Task inputs:
* * * * * * *

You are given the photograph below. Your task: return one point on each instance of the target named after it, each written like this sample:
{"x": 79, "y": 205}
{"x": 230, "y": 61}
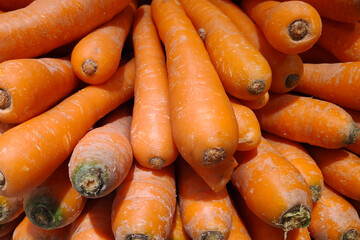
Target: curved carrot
{"x": 233, "y": 56}
{"x": 290, "y": 27}
{"x": 286, "y": 69}
{"x": 101, "y": 160}
{"x": 308, "y": 120}
{"x": 205, "y": 214}
{"x": 272, "y": 187}
{"x": 145, "y": 204}
{"x": 334, "y": 218}
{"x": 31, "y": 151}
{"x": 151, "y": 135}
{"x": 27, "y": 86}
{"x": 96, "y": 57}
{"x": 203, "y": 123}
{"x": 301, "y": 159}
{"x": 43, "y": 26}
{"x": 338, "y": 83}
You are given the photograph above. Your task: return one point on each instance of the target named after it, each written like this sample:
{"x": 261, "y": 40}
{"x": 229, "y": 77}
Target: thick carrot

* * * * * * *

Rewrite all the rows above, swapping every "photograph" for "image" and leaving everything else unchanged. Omit the pictures.

Task solution:
You are given the image below. Your task: return one point on each instance of the target named after it, each written like this sample:
{"x": 79, "y": 205}
{"x": 230, "y": 61}
Target: curved carrot
{"x": 233, "y": 56}
{"x": 290, "y": 27}
{"x": 286, "y": 69}
{"x": 101, "y": 160}
{"x": 308, "y": 120}
{"x": 205, "y": 214}
{"x": 272, "y": 187}
{"x": 145, "y": 204}
{"x": 334, "y": 218}
{"x": 31, "y": 151}
{"x": 151, "y": 135}
{"x": 27, "y": 86}
{"x": 96, "y": 57}
{"x": 203, "y": 123}
{"x": 301, "y": 159}
{"x": 43, "y": 26}
{"x": 338, "y": 83}
You are given the image above. Your task: return one point on each instance of the target named after it, each written like this sample:
{"x": 261, "y": 40}
{"x": 229, "y": 77}
Target: thick carrot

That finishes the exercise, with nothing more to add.